Objective> Reproduce verbatim the portion of the listing below that opens with the line containing "If you could locate the church" and runs through the end of the listing, including both ends.

Material shown>
◆ ◆ ◆ ◆

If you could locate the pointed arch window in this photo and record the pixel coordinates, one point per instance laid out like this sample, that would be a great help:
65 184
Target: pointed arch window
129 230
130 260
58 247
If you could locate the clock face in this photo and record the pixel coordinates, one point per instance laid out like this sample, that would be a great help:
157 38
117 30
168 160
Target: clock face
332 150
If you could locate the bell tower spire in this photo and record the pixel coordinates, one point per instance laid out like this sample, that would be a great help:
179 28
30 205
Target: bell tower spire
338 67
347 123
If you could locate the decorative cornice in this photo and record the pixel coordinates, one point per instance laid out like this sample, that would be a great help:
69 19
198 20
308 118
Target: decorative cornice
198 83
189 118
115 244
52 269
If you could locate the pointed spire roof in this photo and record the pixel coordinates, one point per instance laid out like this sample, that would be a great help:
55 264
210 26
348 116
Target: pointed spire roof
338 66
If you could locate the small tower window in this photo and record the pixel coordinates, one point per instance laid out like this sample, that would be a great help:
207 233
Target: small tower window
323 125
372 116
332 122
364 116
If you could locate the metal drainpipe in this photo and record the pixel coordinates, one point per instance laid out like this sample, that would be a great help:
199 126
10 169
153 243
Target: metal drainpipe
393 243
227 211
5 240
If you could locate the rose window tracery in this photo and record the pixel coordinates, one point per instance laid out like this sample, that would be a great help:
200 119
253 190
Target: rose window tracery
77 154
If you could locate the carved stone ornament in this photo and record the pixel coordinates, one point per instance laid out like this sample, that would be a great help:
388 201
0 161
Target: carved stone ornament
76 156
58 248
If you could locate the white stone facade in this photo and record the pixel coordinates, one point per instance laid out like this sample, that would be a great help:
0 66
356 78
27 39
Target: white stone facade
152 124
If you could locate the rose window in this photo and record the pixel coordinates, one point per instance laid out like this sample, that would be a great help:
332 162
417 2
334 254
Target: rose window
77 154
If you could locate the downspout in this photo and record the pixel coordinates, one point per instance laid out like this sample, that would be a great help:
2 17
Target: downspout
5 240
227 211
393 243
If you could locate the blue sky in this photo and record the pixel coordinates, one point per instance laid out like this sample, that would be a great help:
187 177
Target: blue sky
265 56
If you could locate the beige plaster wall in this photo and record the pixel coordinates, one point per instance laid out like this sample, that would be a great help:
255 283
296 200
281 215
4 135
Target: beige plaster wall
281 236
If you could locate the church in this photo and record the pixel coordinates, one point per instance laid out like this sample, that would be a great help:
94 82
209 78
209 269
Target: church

◆ ◆ ◆ ◆

Output below>
If you could locate the church in this photo and record the pixel coordinates, one point per instance laid out like this sample, that would be a great help:
94 82
209 78
209 269
Target: church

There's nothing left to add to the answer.